>> begin Input data
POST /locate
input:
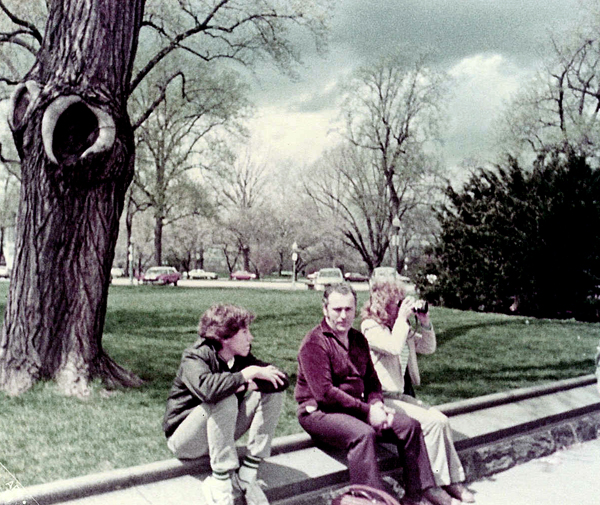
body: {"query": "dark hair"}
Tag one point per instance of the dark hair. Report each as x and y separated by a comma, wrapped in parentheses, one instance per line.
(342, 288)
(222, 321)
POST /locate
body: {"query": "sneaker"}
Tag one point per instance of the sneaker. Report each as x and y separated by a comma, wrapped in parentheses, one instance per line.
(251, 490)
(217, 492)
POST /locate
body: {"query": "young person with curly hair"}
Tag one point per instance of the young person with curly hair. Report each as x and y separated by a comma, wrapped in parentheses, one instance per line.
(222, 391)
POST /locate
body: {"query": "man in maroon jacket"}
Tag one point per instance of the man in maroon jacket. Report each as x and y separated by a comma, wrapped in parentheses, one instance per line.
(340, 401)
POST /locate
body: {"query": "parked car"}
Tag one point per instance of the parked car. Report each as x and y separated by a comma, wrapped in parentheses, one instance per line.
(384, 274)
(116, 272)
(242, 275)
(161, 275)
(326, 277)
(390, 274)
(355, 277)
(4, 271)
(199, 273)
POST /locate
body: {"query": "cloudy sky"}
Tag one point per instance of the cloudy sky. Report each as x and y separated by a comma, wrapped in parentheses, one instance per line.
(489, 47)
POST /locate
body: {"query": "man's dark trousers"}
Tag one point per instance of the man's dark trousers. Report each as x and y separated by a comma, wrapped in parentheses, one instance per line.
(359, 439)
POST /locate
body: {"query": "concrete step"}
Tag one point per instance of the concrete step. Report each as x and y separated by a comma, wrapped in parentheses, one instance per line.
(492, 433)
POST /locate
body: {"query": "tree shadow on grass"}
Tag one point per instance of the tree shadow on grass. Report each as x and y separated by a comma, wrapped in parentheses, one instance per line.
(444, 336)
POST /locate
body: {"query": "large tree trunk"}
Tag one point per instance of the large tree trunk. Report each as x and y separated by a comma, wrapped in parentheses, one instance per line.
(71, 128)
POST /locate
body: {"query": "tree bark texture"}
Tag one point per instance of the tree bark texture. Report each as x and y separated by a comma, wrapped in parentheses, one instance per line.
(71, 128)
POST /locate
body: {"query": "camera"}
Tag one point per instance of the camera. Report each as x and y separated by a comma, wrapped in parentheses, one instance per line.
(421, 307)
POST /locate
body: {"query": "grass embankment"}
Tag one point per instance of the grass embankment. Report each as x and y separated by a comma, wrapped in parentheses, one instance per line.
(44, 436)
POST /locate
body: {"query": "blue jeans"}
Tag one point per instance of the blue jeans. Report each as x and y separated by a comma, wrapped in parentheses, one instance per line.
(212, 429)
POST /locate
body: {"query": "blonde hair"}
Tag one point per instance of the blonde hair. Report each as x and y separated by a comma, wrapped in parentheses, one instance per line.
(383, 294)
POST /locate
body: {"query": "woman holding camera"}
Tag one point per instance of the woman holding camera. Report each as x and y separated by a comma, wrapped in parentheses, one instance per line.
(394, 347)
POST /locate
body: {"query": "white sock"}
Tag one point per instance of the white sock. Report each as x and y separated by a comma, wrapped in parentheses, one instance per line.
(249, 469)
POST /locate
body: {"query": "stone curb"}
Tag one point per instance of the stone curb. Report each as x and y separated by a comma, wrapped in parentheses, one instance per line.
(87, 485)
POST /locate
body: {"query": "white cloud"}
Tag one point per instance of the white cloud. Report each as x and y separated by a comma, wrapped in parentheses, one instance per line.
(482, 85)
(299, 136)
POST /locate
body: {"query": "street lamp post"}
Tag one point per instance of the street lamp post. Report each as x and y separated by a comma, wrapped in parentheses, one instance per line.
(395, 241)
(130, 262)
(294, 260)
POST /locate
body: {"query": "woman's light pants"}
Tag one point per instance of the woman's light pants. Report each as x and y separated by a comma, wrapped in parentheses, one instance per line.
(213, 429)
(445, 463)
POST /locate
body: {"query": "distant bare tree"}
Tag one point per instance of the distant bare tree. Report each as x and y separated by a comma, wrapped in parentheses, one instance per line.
>> end Input data
### Short task
Report every line in the entries above that contains the word "curly".

### Answer
body: {"query": "young person with curly hair"}
Tag one point per instance of the young person with curly hair. Report each as x and y separated by a comma, wrapped in parentheses, one instance per line.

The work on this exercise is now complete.